# [Short problem 1]
Translate this sentence from the passage on Eusebius and the kingdom of God into Spanish: "That is natural and acceptable for any writer who seeks to support and establish his own views."
# [Short problem 2]
According to the passage on Eusebius and the kingdom of God, in which century did Origen's allegorical method of interpretation appear?
# [Short problem 3]
From the passage on Eusebius and the kingdom of God, copy word for word everything from "On different issues" down to "supported his view.".

# [Source excerpt]

Eusebius was the friend of Constantine, and he wrote, in part, to affirm the new Church-State relationship that Constantine had established.  That new Church-State relationship was antagonistic to the expected kingdom of God that had been proclaimed by the apostles.  In the new relationship, the Church would establish the kingdom of God through the State.  Once this new relationship was accepted, it became necessary to change the expectation of what the kingdom of God would be. "The overwhelming usage of 'kingdom' in the second-century Christian literature is eschatological," 1 that is, the second-century Christians expected the establishment of the kingdom of God to come with the return of Jesus at the end of the age.  They understood that there was a sense and a reality in which the kingdom of God was already present, but its fulfillment would only come with the destruction of the kingdoms of this world.
"With Origen in the early third century there arose a thinker who was able to incorporate the 'Gnostic' dimension of the kingdom, the inward rule of God in the soul, into orthodox thought...Origen thus marks the turning point." 2  In this Gnostic view, the fulness of the kingdom of God was to come with the individual believer's spiritual growth, and with the spiritual growth of the Church as a whole.  The return of Jesus to judge the nations and to redeem Israel became unnecessary for the establishment of the kingdom throughout the earth.
With the introduction of Origen's allegorical method of interpretation in the third century, the faith of the Church concerning the kingdom began to change.  As the anti-Judaic posture spread in the Church, what was once considered heresy was put forward as the new orthodoxy.  The Millennial restoration of Israel began to be considered a carnal, Jewish doctrine which no orthodox Christian could believe.
On different issues in his Ecclesiastical History, Eusebius often quotes from earlier writers in the Church who embraced views similar to his own.  That is natural and acceptable for any writer who seeks to support and establish his own views.  On the issue of a literal, Millennial restoration of the kingdom to Israel - THE theological issue on which the new Church-State relationship would stand or fall - Eusebius does not quote from any in the early Church who embraced his own view.  He does not because he cannot.  There were none who supported his view.

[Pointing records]
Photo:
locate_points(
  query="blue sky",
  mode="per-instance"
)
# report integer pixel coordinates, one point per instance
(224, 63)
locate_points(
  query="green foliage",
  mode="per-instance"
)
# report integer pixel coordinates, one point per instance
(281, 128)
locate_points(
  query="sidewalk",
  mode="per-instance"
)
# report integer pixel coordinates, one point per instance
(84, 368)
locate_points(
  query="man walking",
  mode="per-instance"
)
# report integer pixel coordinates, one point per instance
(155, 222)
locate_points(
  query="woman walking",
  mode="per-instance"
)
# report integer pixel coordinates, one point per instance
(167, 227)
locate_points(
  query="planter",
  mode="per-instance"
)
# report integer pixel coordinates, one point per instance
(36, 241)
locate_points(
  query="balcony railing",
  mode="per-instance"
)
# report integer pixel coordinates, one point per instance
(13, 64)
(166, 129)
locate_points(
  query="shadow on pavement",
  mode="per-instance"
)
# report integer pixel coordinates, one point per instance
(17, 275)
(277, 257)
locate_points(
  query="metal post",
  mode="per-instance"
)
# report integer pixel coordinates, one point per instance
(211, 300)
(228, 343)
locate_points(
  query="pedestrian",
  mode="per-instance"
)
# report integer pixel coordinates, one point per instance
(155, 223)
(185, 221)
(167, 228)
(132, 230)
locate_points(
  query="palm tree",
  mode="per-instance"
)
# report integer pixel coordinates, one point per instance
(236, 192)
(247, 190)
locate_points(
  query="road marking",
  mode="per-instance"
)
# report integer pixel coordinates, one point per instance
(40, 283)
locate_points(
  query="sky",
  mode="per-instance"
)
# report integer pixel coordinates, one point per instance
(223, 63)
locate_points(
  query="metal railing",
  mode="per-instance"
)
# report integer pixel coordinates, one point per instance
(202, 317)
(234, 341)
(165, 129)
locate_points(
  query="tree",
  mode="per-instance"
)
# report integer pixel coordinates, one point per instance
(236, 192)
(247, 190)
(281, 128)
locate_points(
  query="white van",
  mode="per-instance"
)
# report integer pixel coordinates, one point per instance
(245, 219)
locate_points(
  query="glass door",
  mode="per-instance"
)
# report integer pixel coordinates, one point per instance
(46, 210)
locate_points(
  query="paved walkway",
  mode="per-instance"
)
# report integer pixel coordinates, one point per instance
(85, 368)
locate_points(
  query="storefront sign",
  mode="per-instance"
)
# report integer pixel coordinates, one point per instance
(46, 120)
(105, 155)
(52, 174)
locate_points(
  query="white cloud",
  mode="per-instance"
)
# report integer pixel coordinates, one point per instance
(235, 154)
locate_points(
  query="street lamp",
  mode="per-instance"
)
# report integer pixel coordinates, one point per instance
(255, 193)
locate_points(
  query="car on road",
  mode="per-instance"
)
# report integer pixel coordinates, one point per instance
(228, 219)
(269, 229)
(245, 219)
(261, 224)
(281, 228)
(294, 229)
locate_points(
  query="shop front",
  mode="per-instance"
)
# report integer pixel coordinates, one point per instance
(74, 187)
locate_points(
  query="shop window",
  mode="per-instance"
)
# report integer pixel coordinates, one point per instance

# [Written reply 1]
Eso es natural y aceptable para cualquier escritor que busca respaldar y establecer sus propias opiniones.

# [Written reply 2]
The third century.

# [Written reply 3]
On different issues in his Ecclesiastical History, Eusebius often quotes from earlier writers in the Church who embraced views similar to his own.  That is natural and acceptable for any writer who seeks to support and establish his own views.  On the issue of a literal, Millennial restoration of the kingdom to Israel - THE theological issue on which the new Church-State relationship would stand or fall - Eusebius does not quote from any in the early Church who embraced his own view.  He does not because he cannot.  There were none who supported his view.